National Highways mines Wiltshire for next generation of engineers

By Nick Batten on 12 December, 2022

National Highways has enlisted the help of Minecraft, the world’s best-selling video game, to inspire the next generation of talented tech experts, engineers, scientists and mathematicians.

Following a showcase in Wiltshire in November, schools in the county have the chance to jump in and explore the Stonehenge World Heritage Site, one of the world’s most iconic landscapes sitting on their doorstep.

As part of the A303 Stonehenge – Through the ages game, students will complete tasks as they’re taken on a historical journey, with Stonehenge as the backdrop, from the Mesolithic era through to the present day and the future with potential improvements to the current road.

Pupils from St Michael’s Primary School in Larkhill and the Avon Valley Academy in Durrington were recently part of the national pilot for the Minecraft experience, and the package was also presented to schools at Wiltshire Council’s Learning Resources Hub STEAM FAIR 2022 last month.

The event, held at County Hall, Trowbridge, was attended by 1,200 pupils and support staff and was supported by Swindon and Wiltshire Careers Hub and The James Dyson Foundation.

David Bullock, National Highways Project Manager for the A303 Stonehenge scheme, said, “We want to inspire the next generation of talented engineers and scientists, on whom the country’s infrastructure will one day depend, and it was really pleasing to see the learning tool so well received at the STEAM Fair.

“With the help of Minecraft and the in-game activities, students will get first-hand experience of what would go into building significant infrastructure such as bridges and tunnels. In real life these are multi-million pound structures that are carefully designed and built by experts. These skills and expertise help to create infrastructure that keeps us all moving, whether going to work, delivering goods or keeping families and friends connected.”

# [WORK TO COMPLETE]
(a) According to the Stonehenge Minecraft article, how many pupils and support staff attended the event at County Hall, Trowbridge?
(b) Copy out the Stonehenge Minecraft article word for word, everything from "By Nick Batten" down to "the current road.".

# [LISTED RECORDS]
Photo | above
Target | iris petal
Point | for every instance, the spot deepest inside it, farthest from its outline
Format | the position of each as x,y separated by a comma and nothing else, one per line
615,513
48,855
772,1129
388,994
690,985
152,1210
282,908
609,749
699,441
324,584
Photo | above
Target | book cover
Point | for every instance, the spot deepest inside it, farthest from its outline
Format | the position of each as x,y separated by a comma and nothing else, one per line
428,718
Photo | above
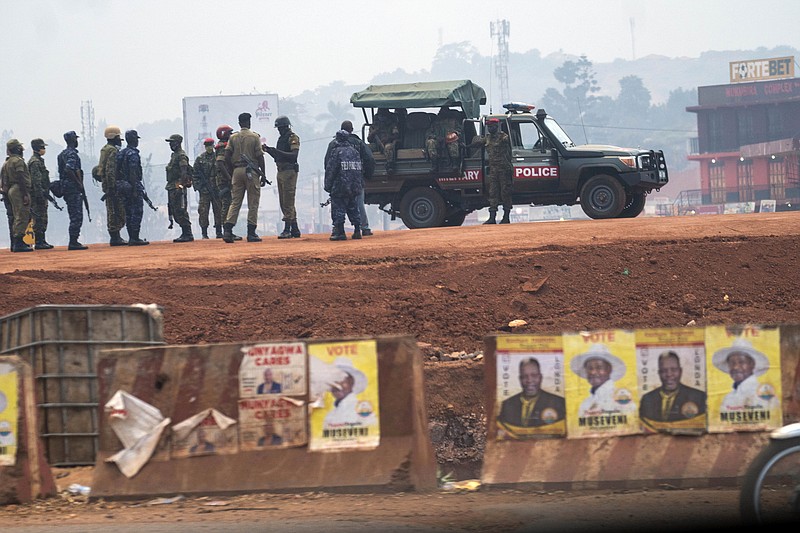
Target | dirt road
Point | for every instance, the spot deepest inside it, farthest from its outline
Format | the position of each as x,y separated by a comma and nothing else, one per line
448,287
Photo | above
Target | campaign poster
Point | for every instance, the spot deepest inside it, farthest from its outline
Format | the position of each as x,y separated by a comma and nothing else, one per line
672,380
530,387
206,433
272,422
9,414
345,413
273,368
744,378
601,385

# [PROBLEM SOLUTIONS]
(a) 1,200 pupils and support staff attended.

(b)
By Nick Batten on 12 December, 2022

National Highways has enlisted the help of Minecraft, the world’s best-selling video game, to inspire the next generation of talented tech experts, engineers, scientists and mathematicians.

Following a showcase in Wiltshire in November, schools in the county have the chance to jump in and explore the Stonehenge World Heritage Site, one of the world’s most iconic landscapes sitting on their doorstep.

As part of the A303 Stonehenge – Through the ages game, students will complete tasks as they’re taken on a historical journey, with Stonehenge as the backdrop, from the Mesolithic era through to the present day and the future with potential improvements to the current road.